**Data to process:**
----------------------------------------

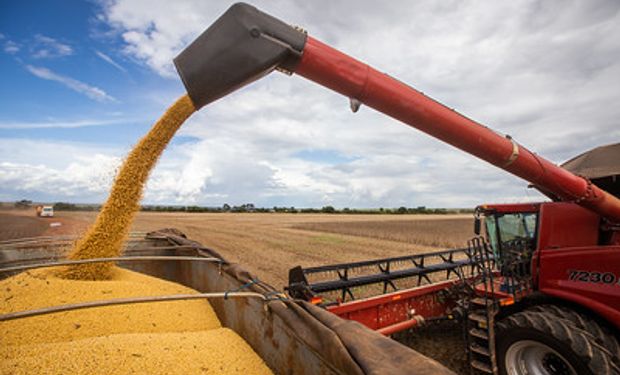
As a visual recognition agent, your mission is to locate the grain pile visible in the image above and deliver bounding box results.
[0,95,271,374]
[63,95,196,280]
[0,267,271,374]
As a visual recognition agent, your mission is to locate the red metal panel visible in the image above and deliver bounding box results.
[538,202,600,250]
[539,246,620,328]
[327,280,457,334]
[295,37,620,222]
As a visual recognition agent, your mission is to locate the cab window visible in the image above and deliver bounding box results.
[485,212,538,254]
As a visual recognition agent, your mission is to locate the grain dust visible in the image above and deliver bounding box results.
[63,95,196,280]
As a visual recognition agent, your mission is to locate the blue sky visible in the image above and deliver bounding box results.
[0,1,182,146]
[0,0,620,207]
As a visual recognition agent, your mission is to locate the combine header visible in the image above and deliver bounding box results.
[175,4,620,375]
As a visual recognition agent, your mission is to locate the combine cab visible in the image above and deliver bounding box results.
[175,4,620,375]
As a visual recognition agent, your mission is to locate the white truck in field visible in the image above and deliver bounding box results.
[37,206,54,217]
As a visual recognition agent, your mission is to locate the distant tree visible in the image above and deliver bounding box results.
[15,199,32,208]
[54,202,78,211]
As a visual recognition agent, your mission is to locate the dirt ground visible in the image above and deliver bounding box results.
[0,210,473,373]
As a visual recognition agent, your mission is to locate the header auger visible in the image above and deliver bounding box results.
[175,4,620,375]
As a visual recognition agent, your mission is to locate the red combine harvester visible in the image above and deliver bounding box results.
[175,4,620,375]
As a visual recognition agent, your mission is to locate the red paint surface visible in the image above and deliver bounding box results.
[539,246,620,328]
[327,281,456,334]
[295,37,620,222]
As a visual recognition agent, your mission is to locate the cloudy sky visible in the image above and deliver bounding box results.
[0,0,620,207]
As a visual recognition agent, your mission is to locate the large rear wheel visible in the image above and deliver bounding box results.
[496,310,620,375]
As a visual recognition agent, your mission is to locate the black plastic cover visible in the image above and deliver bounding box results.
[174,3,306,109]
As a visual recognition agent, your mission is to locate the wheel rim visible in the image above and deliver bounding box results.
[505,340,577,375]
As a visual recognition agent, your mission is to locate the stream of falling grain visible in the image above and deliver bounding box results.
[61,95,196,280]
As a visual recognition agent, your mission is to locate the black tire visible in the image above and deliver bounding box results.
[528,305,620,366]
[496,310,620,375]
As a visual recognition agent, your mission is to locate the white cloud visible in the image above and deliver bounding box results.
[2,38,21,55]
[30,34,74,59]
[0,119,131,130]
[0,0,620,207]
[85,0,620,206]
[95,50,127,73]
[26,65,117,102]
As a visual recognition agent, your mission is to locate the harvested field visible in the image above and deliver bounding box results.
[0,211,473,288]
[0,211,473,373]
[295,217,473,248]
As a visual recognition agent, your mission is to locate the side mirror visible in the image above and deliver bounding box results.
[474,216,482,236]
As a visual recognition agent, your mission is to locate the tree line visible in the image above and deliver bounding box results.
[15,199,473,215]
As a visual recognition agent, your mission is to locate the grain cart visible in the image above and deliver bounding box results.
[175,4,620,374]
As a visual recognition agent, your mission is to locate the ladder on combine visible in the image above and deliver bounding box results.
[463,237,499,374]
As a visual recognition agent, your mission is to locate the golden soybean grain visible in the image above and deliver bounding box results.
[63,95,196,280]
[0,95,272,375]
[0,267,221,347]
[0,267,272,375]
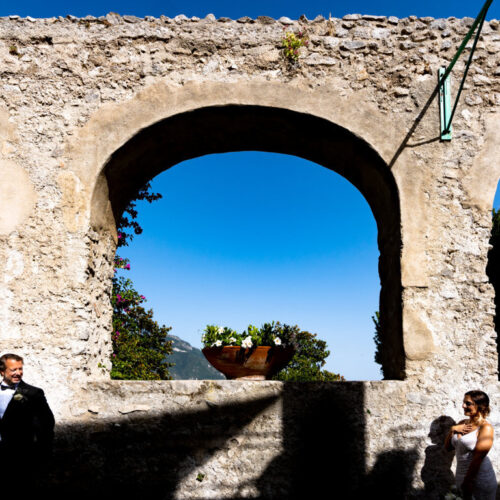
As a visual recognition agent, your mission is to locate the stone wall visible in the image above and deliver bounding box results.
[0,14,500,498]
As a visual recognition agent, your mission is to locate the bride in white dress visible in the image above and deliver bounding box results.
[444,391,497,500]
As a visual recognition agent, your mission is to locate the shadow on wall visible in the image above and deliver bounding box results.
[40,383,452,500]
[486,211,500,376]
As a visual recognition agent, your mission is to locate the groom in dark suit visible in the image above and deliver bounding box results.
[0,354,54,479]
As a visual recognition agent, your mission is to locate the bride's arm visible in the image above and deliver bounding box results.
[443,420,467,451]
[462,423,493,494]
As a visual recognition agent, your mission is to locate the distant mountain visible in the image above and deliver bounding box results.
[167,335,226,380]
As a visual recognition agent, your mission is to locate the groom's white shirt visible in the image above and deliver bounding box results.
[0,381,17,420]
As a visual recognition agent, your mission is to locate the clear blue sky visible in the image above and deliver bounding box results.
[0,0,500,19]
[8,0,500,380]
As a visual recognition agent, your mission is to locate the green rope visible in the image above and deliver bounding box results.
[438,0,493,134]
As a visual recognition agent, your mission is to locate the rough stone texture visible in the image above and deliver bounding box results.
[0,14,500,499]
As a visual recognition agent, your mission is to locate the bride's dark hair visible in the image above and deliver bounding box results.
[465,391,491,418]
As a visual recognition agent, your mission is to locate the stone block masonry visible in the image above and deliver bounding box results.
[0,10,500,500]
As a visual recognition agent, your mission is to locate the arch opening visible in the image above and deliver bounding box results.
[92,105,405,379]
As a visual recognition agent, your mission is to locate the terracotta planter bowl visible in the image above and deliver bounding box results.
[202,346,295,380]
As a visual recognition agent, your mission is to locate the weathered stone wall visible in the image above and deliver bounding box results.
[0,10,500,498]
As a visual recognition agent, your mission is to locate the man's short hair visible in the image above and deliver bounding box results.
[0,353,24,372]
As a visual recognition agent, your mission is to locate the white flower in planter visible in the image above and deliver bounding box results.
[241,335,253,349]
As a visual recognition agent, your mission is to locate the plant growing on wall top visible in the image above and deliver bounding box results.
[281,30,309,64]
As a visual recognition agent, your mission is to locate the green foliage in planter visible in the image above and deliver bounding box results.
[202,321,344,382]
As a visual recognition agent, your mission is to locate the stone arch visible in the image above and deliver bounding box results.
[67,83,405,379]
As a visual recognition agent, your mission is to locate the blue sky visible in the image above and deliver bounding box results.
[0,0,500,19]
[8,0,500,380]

----------------------------------------

**Work required:**
Reproduce the rows above word for word, from the line with "locate the arch" to the line with "[0,353,24,372]", both ends included.

**The solution:**
As a visual recognition agent, your mission is to locate the arch opening visible in the image above and deliver bounding box results.
[92,105,405,379]
As a visual recognition agent, your mission is to locate the terracotta planter bowl visible in the image above and deliver bounding box results.
[202,346,295,380]
As a visual recognition agent, your mission is to locate the weathered stone wall visible in the image above and deliver bounding box results.
[0,10,500,498]
As a visual recognition agent, your mission is to locate the man's short hair visible in the image above and deliver bounding box results.
[0,353,24,372]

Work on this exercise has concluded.